▶ GIVEN INSTRUCTION 1:
List the usernames of everyone who posted in the hinge jig thread.
▶ GIVEN INSTRUCTION 2:
From the hinge jig thread, copy the text between "## gregW (Mar" and "(May 17, 2007)", inclusive.

▶ PASSAGE PROVIDED:
-*-

# How to make this jig



## S Bolton (Mar 5, 2007)

Attached is a hinge jig. I am wondering the best way to cut out the rectangular area on the hinge portion of the jig, which is made out of MDF. Stand it upright and make repeated passes on a table saw? This might give a rough edge.

Any thoughts?

Thanks

sb


----------



## challagan (Feb 7, 2006)

S Bolton said:


> Attached is a hinge jig. I am wondering the best way to cut out the rectangular area on the hinge portion of the jig, which is made out of MDF. Stand it upright and make repeated passes on a table saw? This might give a rough edge.
> 
> Any thoughts?
> 
> ...


That's how I would do it. Try it. I would cut both outside edges and then clean out the interior. When you get it cleaned out use the miter guage and run the stock back and forth over the blade from edge to edge and clean it up. I see Norm Abrams do this all the time. Best to use a flat ground tooth blade.. 

Corey


----------



## bobj3 (Jan 17, 2006)

Hi SB

Just my 2 cents 

1st. I would not use MDF. it likes to split if you try a drive a screw or a nail in on the edge...
I would use some hardwood or Birch plywood,, then I would use the router table and then put the hole in it then rip the board to size after..

with 4 sticks and some small nails and a 1/4" trim bit you will have it done quick but you may want to take it to the next step and made it so you can use it for many sizes of hinges....take a look at the one Rockler sells for some tips how to make it.

If you are going to make one ,make one that will do all the sizes in one jig then you will have it for a long time...

Then once you have it done use this type of bit to route the hinge slot out.
http://cgi.ebay.com/1-pc-1-4-SH-Top...9556577QQihZ003QQcategoryZ50386QQcmdZViewItem

http://www.rockler.com/product.cfm?page=2290&filter=hinge jig
===============




S Bolton said:


> Attached is a hinge jig. I am wondering the best way to cut out the rectangular area on the hinge portion of the jig, which is made out of MDF. Stand it upright and make repeated passes on a table saw? This might give a rough edge.
> 
> Any thoughts?
> 
> ...


----------



## gregW (Mar 14, 2007)

If you move the fence to below the MDF template you won't have to worry about the screws splitting the MDF

I would lay it out and then cut to just inside the line with a jigsaw and use a file to take it to the final size.


----------



## Drugstore Cowboy (May 17, 2007)

I've done the table saw thing a lot for lap joints or dados -- but I'm with Im with greg on this one -- If you want to cut that large of an opening out of a flat piece -- why would you not use a jig saw? -- Not that the other wouldn't work -- just seems like the hard way.

And I'm totally with BJ and greg on not screwing into the edge of MDF.
I think MDF is the neatest thing since sliced bread for a lot of things -- but I would never run a screw into the edge if I had a choice.
Even the 'assembly required' furniture you buy _usually_ uses special fasteners if they need to butt an edge to a panel.

If you want/need to use MDF for one side of the jig -- modify the design so you are screwing THROUGH it and into the wood.

Least thats how I would approach it based on my experience and preferred way of working ----
'your mileage may vary'


----------



## Woodnut65 (Oct 11, 2004)

Hi: I would rough cut it on a band saw or jig saw. ThenI would tack on some strps of wood to act as a guide, and use a router to clean it up. You may have to file the corners if the bit you use leaves material and you need an almost square corner.

-*-

▶ DATASET EXCERPTS:
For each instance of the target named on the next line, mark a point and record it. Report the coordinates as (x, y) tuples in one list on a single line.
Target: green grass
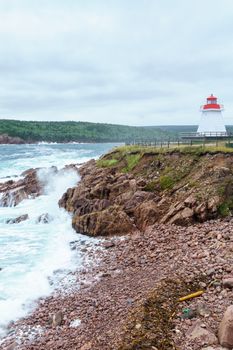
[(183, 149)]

-*-

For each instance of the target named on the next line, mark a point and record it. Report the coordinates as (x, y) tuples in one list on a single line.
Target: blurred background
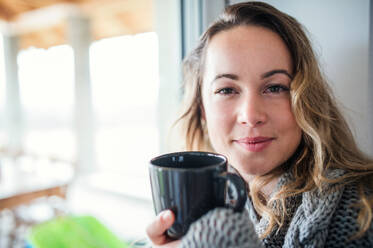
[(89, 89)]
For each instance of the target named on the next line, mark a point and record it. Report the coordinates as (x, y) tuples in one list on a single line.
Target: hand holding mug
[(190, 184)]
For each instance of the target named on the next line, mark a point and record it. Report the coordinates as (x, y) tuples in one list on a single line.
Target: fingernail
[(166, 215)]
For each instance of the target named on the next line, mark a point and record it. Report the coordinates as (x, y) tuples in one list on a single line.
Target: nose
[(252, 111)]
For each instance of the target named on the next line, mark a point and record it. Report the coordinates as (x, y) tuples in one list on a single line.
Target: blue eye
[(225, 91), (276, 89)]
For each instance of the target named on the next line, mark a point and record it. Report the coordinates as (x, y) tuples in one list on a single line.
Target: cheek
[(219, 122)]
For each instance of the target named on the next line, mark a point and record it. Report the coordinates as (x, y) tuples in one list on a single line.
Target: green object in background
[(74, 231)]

-*-

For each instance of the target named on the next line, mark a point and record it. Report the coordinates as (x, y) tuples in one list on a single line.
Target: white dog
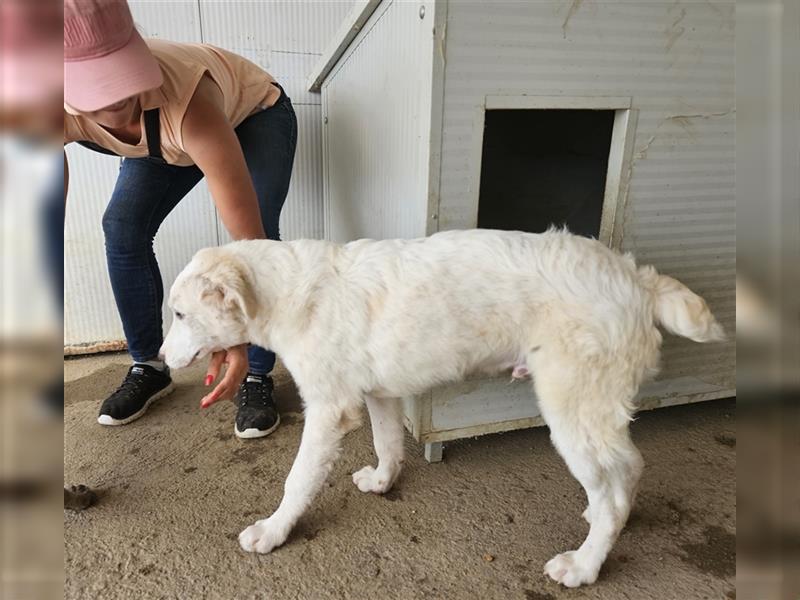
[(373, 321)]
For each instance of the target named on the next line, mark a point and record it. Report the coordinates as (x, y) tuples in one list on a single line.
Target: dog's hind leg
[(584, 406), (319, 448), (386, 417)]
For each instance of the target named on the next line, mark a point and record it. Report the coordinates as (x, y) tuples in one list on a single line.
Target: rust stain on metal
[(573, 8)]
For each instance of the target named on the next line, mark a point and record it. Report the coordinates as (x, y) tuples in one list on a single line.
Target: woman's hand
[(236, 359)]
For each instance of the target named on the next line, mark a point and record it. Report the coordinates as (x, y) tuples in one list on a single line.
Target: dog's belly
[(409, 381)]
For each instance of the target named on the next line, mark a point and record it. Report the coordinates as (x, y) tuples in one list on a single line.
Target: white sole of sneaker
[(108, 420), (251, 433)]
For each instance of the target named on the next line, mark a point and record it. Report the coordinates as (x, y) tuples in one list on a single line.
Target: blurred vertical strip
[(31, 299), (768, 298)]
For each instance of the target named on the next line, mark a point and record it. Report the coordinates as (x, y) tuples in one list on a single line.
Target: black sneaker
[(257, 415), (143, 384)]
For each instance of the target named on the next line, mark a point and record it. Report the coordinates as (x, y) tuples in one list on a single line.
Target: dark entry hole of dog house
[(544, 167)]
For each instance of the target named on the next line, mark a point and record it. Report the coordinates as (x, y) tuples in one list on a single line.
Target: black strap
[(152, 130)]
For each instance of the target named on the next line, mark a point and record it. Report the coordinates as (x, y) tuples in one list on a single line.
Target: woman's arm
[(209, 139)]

-*-

▶ WRITTEN REPLY 1:
S Bolton, challagan, bobj3, gregW, Drugstore Cowboy, Woodnut65

▶ WRITTEN REPLY 2:
## gregW (Mar 14, 2007)

If you move the fence to below the MDF template you won't have to worry about the screws splitting the MDF

I would lay it out and then cut to just inside the line with a jigsaw and use a file to take it to the final size.


----------



## Drugstore Cowboy (May 17, 2007)